Description of the task: Rewrite every line of the items below as a Markdown table with two columns, Row and Line, putting the line number in Row and leaving out blank lines.

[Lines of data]
☆ ☆ ☆

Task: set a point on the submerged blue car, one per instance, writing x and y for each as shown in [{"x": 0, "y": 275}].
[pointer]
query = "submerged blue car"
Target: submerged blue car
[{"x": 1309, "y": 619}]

☆ ☆ ☆

Solution:
| Row | Line |
|---|---|
| 1 | Task: set a point on the submerged blue car, one per instance, writing x and y for each as shown in [{"x": 0, "y": 275}]. |
| 2 | [pointer] |
| 3 | query = "submerged blue car" |
| 4 | Target: submerged blue car |
| 5 | [{"x": 1309, "y": 619}] |